- _What to produce_:
Each entry below should be echoed exactly, with pictures omitted.

____

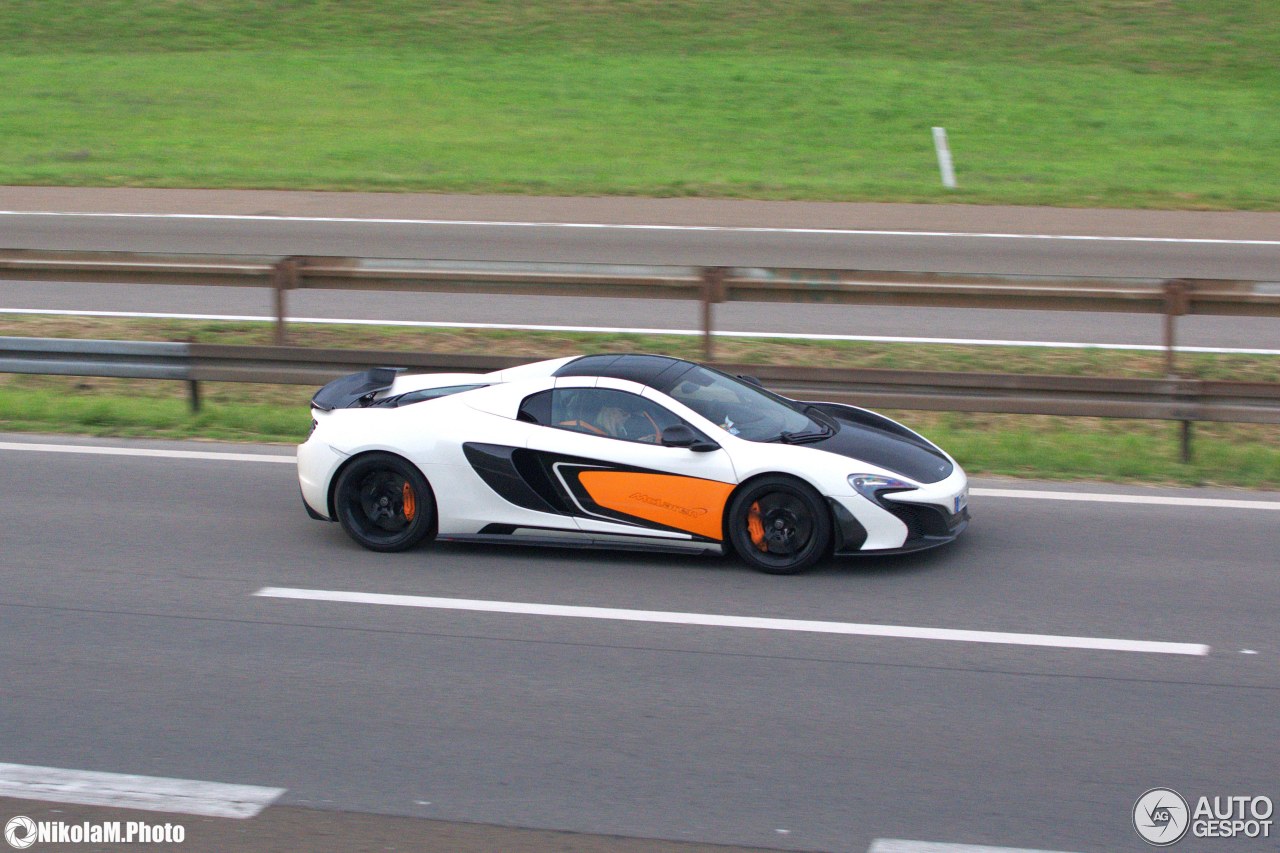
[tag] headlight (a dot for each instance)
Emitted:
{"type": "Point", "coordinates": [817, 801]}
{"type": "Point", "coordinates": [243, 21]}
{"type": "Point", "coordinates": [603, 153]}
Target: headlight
{"type": "Point", "coordinates": [869, 486]}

____

- _Result_:
[tag] headlight (a dot for each instance)
Emitted:
{"type": "Point", "coordinates": [817, 801]}
{"type": "Point", "coordinates": [243, 21]}
{"type": "Point", "coordinates": [603, 153]}
Target: headlight
{"type": "Point", "coordinates": [869, 486]}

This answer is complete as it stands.